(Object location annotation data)
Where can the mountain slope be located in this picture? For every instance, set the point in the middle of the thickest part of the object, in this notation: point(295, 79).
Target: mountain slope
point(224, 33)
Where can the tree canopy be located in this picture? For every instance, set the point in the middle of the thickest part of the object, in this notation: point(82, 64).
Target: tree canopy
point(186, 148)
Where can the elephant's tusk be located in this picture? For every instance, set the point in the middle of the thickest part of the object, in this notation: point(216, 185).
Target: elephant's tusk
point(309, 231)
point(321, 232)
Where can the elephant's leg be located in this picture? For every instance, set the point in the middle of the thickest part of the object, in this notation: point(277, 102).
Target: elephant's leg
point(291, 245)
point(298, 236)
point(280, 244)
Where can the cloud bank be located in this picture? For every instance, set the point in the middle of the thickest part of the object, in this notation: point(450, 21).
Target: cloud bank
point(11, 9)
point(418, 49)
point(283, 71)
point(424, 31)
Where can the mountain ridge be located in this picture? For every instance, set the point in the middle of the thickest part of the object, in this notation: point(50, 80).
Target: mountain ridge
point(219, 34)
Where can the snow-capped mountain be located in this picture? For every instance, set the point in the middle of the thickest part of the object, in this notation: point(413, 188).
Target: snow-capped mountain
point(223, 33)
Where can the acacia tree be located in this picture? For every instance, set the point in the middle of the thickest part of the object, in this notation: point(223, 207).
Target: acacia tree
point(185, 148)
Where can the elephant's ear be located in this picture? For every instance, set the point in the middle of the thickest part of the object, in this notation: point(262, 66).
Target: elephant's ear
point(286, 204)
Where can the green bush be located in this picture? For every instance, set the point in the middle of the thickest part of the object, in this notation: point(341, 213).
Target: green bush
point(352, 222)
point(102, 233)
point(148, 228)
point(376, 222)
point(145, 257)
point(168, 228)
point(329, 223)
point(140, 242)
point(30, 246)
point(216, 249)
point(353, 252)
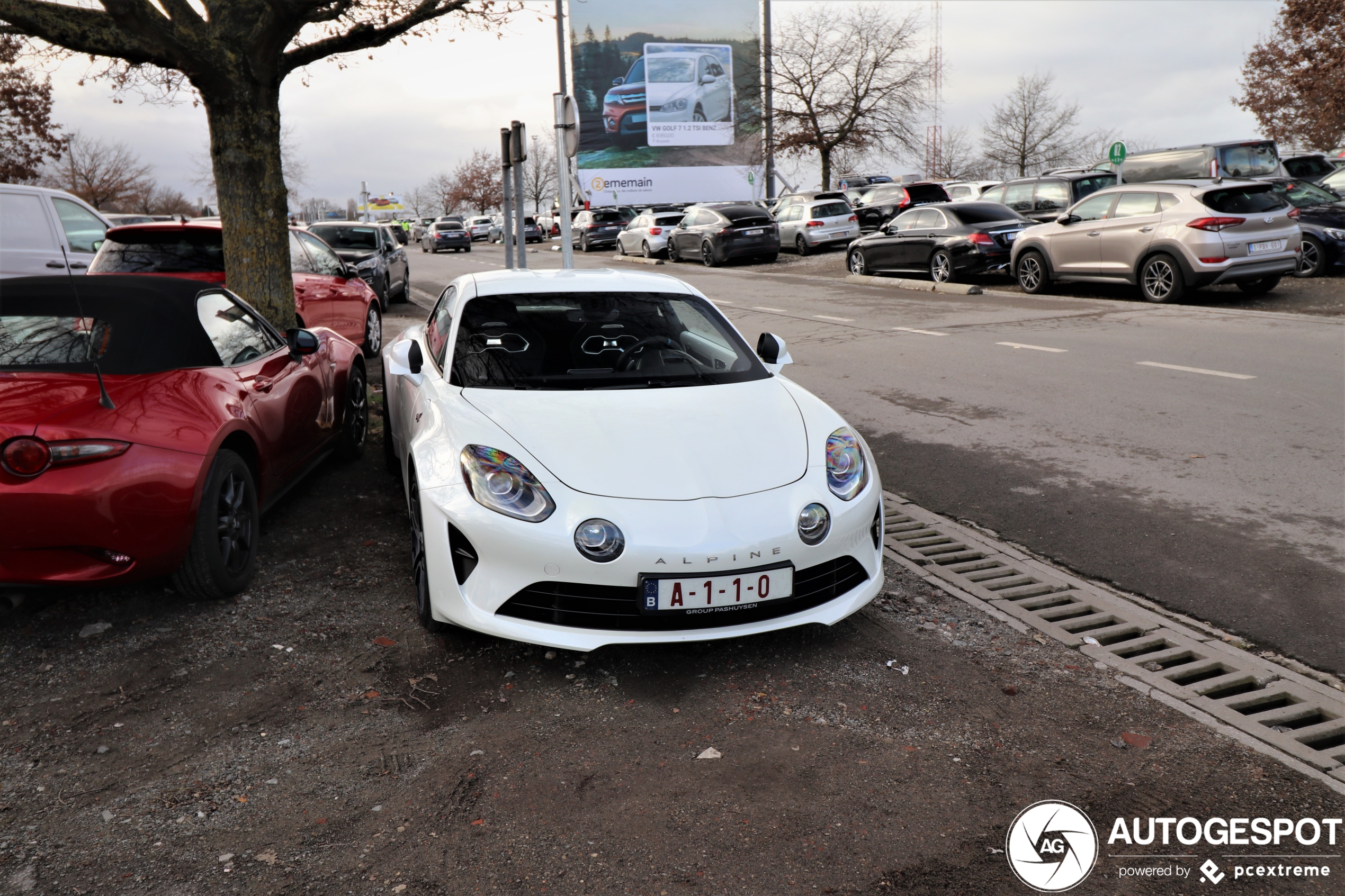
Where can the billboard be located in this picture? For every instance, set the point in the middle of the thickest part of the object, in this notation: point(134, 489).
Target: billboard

==

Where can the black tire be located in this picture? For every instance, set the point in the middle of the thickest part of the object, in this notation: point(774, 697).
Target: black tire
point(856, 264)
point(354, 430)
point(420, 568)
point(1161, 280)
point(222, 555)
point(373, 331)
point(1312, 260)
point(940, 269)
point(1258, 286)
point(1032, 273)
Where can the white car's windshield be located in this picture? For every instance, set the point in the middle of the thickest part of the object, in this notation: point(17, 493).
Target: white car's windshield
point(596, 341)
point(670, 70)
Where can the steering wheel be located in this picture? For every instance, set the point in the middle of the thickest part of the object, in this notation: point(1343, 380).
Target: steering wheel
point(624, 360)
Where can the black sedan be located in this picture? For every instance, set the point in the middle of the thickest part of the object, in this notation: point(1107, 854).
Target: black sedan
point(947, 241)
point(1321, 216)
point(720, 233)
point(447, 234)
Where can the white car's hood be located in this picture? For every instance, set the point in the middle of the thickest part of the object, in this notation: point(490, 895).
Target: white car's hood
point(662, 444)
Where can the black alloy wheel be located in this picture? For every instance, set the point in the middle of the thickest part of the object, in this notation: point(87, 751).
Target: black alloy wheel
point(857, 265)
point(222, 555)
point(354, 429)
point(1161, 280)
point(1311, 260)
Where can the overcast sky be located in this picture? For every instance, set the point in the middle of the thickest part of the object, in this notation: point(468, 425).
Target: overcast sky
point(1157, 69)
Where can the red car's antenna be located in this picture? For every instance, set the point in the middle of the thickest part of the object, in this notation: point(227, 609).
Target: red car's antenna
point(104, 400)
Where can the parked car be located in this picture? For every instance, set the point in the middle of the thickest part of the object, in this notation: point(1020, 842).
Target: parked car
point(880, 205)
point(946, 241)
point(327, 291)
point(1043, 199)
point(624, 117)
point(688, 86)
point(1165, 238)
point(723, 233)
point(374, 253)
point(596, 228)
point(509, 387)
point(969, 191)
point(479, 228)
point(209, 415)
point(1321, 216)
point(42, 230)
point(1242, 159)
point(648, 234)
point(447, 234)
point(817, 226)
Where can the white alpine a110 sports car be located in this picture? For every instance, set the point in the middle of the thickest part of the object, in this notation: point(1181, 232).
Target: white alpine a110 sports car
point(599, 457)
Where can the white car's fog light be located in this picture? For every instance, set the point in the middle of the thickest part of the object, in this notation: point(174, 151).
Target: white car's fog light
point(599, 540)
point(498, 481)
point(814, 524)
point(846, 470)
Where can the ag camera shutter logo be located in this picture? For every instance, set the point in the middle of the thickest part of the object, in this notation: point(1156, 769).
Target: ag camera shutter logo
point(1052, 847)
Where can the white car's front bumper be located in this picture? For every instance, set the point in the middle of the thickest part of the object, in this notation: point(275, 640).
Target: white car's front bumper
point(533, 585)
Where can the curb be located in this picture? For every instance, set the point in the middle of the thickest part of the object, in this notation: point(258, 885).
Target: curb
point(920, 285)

==

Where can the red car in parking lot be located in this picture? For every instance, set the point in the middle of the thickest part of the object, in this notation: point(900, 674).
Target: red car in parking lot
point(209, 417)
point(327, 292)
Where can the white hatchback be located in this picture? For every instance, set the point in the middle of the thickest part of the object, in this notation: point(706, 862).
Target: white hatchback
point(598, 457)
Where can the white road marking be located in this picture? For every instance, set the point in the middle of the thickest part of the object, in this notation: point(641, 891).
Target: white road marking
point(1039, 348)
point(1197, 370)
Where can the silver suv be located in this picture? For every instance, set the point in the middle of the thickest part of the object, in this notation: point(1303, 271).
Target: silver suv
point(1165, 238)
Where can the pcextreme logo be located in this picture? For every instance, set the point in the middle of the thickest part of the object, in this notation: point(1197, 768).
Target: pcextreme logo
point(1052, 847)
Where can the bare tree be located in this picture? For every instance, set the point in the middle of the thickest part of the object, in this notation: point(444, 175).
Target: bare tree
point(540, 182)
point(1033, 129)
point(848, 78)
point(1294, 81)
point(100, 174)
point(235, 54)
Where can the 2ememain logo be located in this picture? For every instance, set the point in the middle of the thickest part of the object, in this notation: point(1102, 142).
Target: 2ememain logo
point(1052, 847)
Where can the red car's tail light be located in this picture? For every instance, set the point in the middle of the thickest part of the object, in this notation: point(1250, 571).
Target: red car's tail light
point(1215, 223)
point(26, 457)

■ **PROBLEM**: Copy the material from the line with "Where can the black alloy" to the line with "point(1311, 260)", swapping "black alloy wheel" for "dark alloy rim" and leaving everything else unchanged.

■ **RESULT OF THE EXERCISE**:
Where can the dark alloy rim be located in this picture? For every instance, set the point in the middle of the thickest part of the object, in this notation: point(87, 751).
Target: dark alloy rim
point(857, 265)
point(222, 555)
point(354, 429)
point(1161, 280)
point(1311, 260)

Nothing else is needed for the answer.